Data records
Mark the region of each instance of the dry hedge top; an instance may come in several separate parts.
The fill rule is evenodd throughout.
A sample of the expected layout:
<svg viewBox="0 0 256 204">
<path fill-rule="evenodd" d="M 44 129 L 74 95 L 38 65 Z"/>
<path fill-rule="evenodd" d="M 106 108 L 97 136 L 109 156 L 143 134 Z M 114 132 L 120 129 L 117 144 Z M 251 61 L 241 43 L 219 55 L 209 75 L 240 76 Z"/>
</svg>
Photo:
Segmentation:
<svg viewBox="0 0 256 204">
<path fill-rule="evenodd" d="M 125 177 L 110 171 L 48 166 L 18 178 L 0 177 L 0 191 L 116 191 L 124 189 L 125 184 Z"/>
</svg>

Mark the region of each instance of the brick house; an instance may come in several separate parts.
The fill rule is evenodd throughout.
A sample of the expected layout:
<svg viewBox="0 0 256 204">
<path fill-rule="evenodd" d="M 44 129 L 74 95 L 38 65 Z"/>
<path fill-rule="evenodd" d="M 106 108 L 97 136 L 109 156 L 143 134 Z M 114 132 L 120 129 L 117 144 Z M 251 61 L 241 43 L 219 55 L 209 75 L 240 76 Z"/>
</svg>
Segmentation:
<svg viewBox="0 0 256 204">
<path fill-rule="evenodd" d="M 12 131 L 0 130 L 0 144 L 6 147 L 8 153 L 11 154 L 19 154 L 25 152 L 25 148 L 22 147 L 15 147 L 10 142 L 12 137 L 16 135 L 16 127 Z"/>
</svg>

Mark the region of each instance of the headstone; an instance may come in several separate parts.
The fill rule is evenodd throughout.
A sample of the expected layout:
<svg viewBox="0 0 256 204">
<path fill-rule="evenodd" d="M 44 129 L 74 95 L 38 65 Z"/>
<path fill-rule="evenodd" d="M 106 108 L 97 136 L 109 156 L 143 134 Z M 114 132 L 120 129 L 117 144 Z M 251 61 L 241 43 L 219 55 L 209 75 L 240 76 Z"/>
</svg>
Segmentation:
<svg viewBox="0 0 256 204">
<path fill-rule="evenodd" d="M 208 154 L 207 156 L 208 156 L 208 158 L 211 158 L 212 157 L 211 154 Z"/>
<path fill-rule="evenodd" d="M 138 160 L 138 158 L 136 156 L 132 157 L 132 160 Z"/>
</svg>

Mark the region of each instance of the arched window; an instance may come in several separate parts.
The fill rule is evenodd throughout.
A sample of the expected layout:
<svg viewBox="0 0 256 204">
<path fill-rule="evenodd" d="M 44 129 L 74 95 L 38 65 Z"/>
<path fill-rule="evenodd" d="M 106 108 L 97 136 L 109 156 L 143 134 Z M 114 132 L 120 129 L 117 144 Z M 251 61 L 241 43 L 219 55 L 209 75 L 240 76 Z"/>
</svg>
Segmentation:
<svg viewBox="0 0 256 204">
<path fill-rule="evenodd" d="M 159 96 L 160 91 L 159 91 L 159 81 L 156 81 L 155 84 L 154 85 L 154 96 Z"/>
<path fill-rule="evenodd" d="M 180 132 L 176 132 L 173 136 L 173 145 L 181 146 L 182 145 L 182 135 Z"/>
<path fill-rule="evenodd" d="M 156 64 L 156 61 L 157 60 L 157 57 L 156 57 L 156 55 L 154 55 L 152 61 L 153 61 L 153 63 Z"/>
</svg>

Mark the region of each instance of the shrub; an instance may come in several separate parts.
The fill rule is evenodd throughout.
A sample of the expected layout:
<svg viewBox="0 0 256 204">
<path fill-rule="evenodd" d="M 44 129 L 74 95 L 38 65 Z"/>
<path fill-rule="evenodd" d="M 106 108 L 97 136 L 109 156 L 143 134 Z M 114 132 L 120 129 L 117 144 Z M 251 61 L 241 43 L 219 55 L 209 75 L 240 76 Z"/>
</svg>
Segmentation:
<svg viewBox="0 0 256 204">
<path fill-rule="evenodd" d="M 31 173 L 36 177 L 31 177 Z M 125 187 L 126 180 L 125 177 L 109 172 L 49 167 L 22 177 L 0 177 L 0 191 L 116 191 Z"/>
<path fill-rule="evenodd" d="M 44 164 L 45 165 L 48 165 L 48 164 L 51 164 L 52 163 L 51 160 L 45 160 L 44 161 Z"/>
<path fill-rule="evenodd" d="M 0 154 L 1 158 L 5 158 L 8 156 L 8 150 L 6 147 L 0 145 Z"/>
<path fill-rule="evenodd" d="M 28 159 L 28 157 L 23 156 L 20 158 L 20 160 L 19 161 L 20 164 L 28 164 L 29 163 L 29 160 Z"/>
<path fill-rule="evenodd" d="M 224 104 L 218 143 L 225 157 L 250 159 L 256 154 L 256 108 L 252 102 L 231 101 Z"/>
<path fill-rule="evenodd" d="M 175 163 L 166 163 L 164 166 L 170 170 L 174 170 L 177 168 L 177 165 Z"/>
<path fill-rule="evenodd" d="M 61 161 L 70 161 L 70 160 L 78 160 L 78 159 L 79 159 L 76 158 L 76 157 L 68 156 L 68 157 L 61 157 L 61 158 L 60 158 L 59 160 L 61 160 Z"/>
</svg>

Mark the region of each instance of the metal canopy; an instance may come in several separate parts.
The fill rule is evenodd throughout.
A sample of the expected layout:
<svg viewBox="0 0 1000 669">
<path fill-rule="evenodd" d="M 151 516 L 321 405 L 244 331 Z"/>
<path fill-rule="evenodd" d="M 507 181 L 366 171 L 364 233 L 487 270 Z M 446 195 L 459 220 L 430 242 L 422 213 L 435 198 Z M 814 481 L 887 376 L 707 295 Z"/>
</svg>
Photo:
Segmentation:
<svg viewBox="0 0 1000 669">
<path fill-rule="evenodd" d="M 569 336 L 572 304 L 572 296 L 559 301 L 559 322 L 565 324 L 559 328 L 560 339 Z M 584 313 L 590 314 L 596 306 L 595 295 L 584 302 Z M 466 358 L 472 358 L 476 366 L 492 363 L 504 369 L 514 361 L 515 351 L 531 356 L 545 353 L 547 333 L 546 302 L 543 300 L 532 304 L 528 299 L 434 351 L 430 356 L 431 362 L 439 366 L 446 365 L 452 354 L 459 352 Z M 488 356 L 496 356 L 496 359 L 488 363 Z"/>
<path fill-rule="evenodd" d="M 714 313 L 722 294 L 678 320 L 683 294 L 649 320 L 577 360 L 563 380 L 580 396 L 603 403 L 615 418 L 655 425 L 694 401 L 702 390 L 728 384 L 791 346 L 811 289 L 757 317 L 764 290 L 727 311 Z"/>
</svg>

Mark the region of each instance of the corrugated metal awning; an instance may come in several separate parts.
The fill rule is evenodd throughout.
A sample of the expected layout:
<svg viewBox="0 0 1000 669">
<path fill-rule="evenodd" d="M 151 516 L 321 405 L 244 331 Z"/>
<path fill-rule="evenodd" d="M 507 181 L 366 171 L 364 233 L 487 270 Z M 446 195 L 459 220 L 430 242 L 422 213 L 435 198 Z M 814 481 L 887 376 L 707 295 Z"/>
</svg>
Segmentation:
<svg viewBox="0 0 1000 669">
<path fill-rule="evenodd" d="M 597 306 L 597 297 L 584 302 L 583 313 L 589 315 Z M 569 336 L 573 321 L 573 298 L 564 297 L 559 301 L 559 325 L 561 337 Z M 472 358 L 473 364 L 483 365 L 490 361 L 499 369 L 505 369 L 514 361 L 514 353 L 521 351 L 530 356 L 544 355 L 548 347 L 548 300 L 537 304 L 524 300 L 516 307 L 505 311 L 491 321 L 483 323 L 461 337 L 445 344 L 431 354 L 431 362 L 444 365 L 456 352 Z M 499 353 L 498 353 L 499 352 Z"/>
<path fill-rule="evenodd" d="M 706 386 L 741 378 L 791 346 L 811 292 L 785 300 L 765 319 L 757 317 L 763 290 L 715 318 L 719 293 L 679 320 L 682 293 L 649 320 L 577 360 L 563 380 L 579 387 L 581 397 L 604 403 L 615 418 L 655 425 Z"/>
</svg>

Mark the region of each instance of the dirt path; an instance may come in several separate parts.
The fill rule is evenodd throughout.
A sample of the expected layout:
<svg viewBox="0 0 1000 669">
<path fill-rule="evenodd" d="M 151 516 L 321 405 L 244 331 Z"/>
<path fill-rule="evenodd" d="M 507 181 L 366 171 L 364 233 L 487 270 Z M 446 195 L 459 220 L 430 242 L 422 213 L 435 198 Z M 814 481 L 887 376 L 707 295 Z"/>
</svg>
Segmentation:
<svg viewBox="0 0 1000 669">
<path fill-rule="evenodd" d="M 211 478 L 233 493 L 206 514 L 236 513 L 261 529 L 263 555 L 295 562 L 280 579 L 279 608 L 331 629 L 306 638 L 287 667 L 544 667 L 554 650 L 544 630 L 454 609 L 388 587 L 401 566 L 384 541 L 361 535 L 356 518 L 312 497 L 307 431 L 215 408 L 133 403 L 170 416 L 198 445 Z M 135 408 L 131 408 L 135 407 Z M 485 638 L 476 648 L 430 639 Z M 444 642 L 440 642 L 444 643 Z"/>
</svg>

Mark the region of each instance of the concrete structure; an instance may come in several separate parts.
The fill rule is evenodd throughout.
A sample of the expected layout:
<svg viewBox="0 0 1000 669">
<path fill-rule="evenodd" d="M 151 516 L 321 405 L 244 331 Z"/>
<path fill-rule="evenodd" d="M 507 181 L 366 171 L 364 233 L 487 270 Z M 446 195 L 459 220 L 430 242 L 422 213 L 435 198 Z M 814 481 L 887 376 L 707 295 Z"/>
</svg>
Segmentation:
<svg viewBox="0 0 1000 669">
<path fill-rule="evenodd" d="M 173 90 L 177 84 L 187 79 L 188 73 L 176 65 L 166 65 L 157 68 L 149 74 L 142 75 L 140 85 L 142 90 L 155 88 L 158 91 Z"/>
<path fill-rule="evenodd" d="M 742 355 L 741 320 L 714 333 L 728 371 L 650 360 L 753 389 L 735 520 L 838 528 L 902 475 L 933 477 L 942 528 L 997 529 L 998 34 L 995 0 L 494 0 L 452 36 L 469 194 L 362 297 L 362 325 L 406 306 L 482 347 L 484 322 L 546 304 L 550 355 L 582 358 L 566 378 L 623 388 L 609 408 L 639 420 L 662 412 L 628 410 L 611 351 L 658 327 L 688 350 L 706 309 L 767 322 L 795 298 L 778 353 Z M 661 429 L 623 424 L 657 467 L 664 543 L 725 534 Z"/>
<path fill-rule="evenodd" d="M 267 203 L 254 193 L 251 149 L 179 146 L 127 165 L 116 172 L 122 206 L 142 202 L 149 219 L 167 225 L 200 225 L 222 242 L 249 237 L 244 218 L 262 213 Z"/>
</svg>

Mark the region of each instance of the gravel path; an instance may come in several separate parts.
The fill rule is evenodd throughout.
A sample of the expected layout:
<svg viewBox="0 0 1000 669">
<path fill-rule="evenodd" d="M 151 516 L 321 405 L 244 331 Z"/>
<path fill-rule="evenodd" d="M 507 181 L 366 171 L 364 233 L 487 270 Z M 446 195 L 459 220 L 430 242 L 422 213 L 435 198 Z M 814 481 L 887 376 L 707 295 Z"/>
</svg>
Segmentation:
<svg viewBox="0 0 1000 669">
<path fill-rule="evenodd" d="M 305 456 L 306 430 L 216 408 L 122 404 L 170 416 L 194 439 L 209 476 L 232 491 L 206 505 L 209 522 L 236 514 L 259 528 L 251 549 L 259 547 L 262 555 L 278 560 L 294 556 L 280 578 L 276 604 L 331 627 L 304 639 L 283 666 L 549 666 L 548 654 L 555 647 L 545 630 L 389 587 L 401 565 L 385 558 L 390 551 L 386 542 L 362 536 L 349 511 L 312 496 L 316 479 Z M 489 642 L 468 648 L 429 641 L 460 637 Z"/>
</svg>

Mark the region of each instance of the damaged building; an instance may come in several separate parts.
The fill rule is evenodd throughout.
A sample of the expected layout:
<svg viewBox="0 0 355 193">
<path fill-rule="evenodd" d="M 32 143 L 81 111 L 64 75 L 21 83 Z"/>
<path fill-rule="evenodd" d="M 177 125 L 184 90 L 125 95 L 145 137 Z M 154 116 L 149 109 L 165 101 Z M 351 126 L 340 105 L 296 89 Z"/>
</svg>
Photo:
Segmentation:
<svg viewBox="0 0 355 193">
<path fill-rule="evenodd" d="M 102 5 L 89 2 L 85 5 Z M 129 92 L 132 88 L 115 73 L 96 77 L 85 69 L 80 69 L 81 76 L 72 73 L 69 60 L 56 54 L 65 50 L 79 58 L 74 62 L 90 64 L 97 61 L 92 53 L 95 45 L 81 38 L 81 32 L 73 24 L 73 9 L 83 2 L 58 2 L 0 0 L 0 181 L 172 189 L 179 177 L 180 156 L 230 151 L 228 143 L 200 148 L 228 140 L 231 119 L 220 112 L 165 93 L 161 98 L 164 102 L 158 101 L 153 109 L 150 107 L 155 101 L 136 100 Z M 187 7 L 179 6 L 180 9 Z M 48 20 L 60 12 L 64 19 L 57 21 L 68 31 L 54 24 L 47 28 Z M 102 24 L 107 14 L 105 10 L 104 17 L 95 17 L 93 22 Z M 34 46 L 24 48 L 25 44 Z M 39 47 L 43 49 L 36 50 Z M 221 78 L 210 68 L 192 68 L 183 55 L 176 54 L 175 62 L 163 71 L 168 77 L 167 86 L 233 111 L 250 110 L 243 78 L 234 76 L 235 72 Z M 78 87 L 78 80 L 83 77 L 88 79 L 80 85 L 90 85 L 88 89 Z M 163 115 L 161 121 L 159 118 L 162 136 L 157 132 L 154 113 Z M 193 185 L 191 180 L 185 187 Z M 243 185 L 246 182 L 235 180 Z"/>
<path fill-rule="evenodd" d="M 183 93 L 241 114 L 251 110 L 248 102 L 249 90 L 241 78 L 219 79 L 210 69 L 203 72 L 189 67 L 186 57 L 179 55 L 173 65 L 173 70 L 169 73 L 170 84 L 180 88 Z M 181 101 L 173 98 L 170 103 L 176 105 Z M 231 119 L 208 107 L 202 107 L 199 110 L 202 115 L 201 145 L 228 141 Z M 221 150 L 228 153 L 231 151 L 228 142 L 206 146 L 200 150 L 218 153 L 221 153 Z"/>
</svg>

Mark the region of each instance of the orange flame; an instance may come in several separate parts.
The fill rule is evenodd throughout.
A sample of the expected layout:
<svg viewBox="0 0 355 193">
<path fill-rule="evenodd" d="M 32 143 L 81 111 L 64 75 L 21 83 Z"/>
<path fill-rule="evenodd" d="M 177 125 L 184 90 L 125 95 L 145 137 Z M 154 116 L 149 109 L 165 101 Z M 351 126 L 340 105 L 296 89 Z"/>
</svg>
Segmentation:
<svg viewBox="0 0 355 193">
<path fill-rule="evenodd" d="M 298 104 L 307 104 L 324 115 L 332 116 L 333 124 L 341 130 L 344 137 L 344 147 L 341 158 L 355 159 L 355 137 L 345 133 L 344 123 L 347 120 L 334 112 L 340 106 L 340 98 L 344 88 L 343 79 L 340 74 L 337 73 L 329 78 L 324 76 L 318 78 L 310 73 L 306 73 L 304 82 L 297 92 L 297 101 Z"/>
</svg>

## AIM
Pick out every line in the records above that contains the word "instance", and copy each such line in full. Case counts.

## EXERCISE ANSWER
Mark the region of each instance of the dry hedge top; an instance may come in several separate parts.
Mark the region of each instance of the brick house; an instance may come in several separate parts.
Mark the region of each instance of the headstone; an instance may come in several separate parts.
Mark the region of each instance of the arched window; an instance may come in several separate parts.
Mark the region of each instance of the shrub; an instance may come in several separate parts.
Mark the region of each instance of the metal canopy; an instance may come in several separate parts.
Mark the region of each instance of the corrugated metal awning; an instance may come in several separate parts.
Mark the region of each instance of the dirt path; an instance may come in several separate parts.
Mark the region of each instance of the concrete structure; an instance may come in several separate parts.
Mark the region of each instance of the gravel path; an instance may come in several separate parts.
Mark the region of each instance of the damaged building; an instance may come in several separate parts.
Mark the region of each instance of the orange flame; an instance may come in several separate parts.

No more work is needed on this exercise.